Work instructions:
• a. List every heading in the audio notebook, meaning each line that begins with "####".
• b. Rewrite the records, requests included, and shift every coordinate in the answers up by 52. Start at the line that contains "of the clock", end at the end of the records, and leave the pictures out.

Given text:
◆ ◆ ◆ ◆ ◆

####This notebook covers some basics of working with audio files in Python:

* Loading and playing audio files
* Plotting audio in time and frequency domain
* Resamping audio (changing sampling rate)
* Audio steganography example

####Downloading example audio files & installing required libraries

In [None]:
!wget -nc http://cs.uef.fi/~vvestman/sounds/Im_Superman.wav
!wget -nc http://cs.uef.fi/~vvestman/sounds/Count_Of_Three-8khz.wav
  
# Backup links:
#!wget -nc https://vvestman.github.io/summerschool19/sounds/Im_Superman.wav  
#!wget -nc https://vvestman.github.io/summerschool19/sounds/Count_Of_Three-8khz.wav
  
!pip install pysoundfile
!pip install bitstring

#### Playing audio in notebooks

In [None]:
import IPython
IPython.display.Audio('Im_Superman.wav')

◆ ◆ ◆ ◆ ◆

Data for the task:
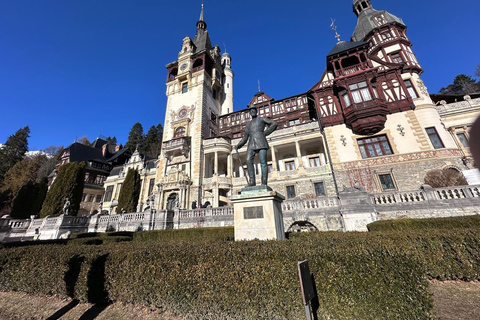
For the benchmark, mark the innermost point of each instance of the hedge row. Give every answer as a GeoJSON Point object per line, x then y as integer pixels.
{"type": "Point", "coordinates": [422, 224]}
{"type": "Point", "coordinates": [381, 275]}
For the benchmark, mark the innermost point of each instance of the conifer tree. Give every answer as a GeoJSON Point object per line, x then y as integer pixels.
{"type": "Point", "coordinates": [135, 137]}
{"type": "Point", "coordinates": [130, 192]}
{"type": "Point", "coordinates": [18, 176]}
{"type": "Point", "coordinates": [68, 184]}
{"type": "Point", "coordinates": [153, 142]}
{"type": "Point", "coordinates": [14, 150]}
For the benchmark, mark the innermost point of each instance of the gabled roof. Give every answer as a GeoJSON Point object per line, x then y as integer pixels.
{"type": "Point", "coordinates": [260, 97]}
{"type": "Point", "coordinates": [366, 22]}
{"type": "Point", "coordinates": [344, 46]}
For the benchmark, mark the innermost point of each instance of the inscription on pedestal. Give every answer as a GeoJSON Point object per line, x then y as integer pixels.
{"type": "Point", "coordinates": [253, 213]}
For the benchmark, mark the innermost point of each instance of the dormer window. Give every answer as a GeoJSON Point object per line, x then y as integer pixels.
{"type": "Point", "coordinates": [386, 35]}
{"type": "Point", "coordinates": [179, 132]}
{"type": "Point", "coordinates": [396, 57]}
{"type": "Point", "coordinates": [360, 92]}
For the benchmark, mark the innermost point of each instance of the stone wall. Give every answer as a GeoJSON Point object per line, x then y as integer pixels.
{"type": "Point", "coordinates": [352, 210]}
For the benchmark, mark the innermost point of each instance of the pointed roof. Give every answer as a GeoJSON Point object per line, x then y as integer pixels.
{"type": "Point", "coordinates": [366, 22]}
{"type": "Point", "coordinates": [260, 97]}
{"type": "Point", "coordinates": [201, 39]}
{"type": "Point", "coordinates": [344, 46]}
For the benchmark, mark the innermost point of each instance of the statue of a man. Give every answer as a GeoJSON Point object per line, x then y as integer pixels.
{"type": "Point", "coordinates": [255, 134]}
{"type": "Point", "coordinates": [66, 206]}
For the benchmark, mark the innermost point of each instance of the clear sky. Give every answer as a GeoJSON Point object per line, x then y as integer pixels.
{"type": "Point", "coordinates": [71, 68]}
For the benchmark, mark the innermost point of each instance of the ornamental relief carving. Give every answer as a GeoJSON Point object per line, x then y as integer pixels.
{"type": "Point", "coordinates": [421, 87]}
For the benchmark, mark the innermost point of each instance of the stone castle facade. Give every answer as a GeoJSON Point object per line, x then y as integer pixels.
{"type": "Point", "coordinates": [369, 122]}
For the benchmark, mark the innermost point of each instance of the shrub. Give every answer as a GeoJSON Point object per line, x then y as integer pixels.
{"type": "Point", "coordinates": [445, 178]}
{"type": "Point", "coordinates": [68, 184]}
{"type": "Point", "coordinates": [378, 275]}
{"type": "Point", "coordinates": [421, 224]}
{"type": "Point", "coordinates": [130, 192]}
{"type": "Point", "coordinates": [222, 234]}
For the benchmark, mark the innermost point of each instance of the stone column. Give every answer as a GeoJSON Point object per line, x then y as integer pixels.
{"type": "Point", "coordinates": [274, 159]}
{"type": "Point", "coordinates": [299, 154]}
{"type": "Point", "coordinates": [215, 190]}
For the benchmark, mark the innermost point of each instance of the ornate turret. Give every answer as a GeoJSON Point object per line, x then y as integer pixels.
{"type": "Point", "coordinates": [201, 39]}
{"type": "Point", "coordinates": [370, 19]}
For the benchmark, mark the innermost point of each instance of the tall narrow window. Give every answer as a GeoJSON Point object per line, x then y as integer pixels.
{"type": "Point", "coordinates": [434, 138]}
{"type": "Point", "coordinates": [396, 57]}
{"type": "Point", "coordinates": [386, 181]}
{"type": "Point", "coordinates": [360, 92]}
{"type": "Point", "coordinates": [289, 165]}
{"type": "Point", "coordinates": [319, 188]}
{"type": "Point", "coordinates": [411, 89]}
{"type": "Point", "coordinates": [150, 186]}
{"type": "Point", "coordinates": [314, 162]}
{"type": "Point", "coordinates": [346, 98]}
{"type": "Point", "coordinates": [291, 192]}
{"type": "Point", "coordinates": [463, 139]}
{"type": "Point", "coordinates": [374, 146]}
{"type": "Point", "coordinates": [180, 132]}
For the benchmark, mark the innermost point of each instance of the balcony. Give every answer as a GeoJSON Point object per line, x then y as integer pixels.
{"type": "Point", "coordinates": [345, 71]}
{"type": "Point", "coordinates": [366, 117]}
{"type": "Point", "coordinates": [177, 146]}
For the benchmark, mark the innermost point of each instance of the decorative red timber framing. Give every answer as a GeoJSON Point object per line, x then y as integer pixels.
{"type": "Point", "coordinates": [287, 112]}
{"type": "Point", "coordinates": [384, 85]}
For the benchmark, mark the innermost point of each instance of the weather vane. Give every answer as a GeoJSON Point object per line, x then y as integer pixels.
{"type": "Point", "coordinates": [334, 27]}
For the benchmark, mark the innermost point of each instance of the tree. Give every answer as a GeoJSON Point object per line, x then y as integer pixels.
{"type": "Point", "coordinates": [135, 137]}
{"type": "Point", "coordinates": [22, 191]}
{"type": "Point", "coordinates": [130, 192]}
{"type": "Point", "coordinates": [47, 167]}
{"type": "Point", "coordinates": [153, 142]}
{"type": "Point", "coordinates": [68, 184]}
{"type": "Point", "coordinates": [14, 150]}
{"type": "Point", "coordinates": [29, 199]}
{"type": "Point", "coordinates": [441, 178]}
{"type": "Point", "coordinates": [462, 84]}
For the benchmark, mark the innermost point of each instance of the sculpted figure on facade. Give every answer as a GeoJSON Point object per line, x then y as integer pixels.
{"type": "Point", "coordinates": [256, 134]}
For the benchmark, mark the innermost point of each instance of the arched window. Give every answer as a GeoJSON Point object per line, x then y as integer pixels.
{"type": "Point", "coordinates": [180, 132]}
{"type": "Point", "coordinates": [173, 73]}
{"type": "Point", "coordinates": [198, 63]}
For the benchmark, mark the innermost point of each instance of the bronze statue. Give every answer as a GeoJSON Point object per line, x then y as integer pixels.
{"type": "Point", "coordinates": [255, 133]}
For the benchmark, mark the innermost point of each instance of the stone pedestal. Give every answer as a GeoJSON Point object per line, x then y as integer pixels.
{"type": "Point", "coordinates": [258, 214]}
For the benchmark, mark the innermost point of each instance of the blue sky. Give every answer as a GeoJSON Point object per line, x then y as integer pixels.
{"type": "Point", "coordinates": [72, 68]}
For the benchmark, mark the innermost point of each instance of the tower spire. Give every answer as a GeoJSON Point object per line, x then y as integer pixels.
{"type": "Point", "coordinates": [201, 24]}
{"type": "Point", "coordinates": [334, 27]}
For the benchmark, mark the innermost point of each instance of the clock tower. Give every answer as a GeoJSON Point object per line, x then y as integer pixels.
{"type": "Point", "coordinates": [199, 89]}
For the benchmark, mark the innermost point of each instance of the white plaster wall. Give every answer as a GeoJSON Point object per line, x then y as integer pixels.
{"type": "Point", "coordinates": [428, 117]}
{"type": "Point", "coordinates": [348, 152]}
{"type": "Point", "coordinates": [403, 144]}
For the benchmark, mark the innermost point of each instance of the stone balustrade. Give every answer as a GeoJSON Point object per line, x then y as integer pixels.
{"type": "Point", "coordinates": [355, 207]}
{"type": "Point", "coordinates": [309, 204]}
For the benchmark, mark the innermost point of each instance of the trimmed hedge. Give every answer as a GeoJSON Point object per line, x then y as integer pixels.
{"type": "Point", "coordinates": [422, 224]}
{"type": "Point", "coordinates": [381, 275]}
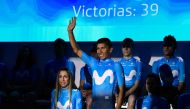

◆ ◆ ◆ ◆ ◆

Answers provided:
• a.
This notebook covers some basics of working with audio files in Python:
Downloading example audio files & installing required libraries
Playing audio in notebooks

• b.
For the benchmark, mark the innermost point of each instance of the clock tower. Give every answer as a GeoJSON Point object per line, x then y as integer pixels.
{"type": "Point", "coordinates": [251, 141]}
For the benchmark, mark the innermost point of each instance of the white plaster wall. Give every answer as a GeoJSON Point object per line, x then y as integer pixels.
{"type": "Point", "coordinates": [480, 169]}
{"type": "Point", "coordinates": [400, 204]}
{"type": "Point", "coordinates": [455, 196]}
For the benchmark, mark the innermost point of each instance of the stone balustrade. Give every answer as a GeoJSON Point object per line, x then y as integer pixels.
{"type": "Point", "coordinates": [407, 259]}
{"type": "Point", "coordinates": [361, 256]}
For the benchmark, mark the innermost point of each instance of the trimmed hedge. Give every answer as a GeoJSON Point object per line, x then y as integer pixels.
{"type": "Point", "coordinates": [474, 276]}
{"type": "Point", "coordinates": [433, 327]}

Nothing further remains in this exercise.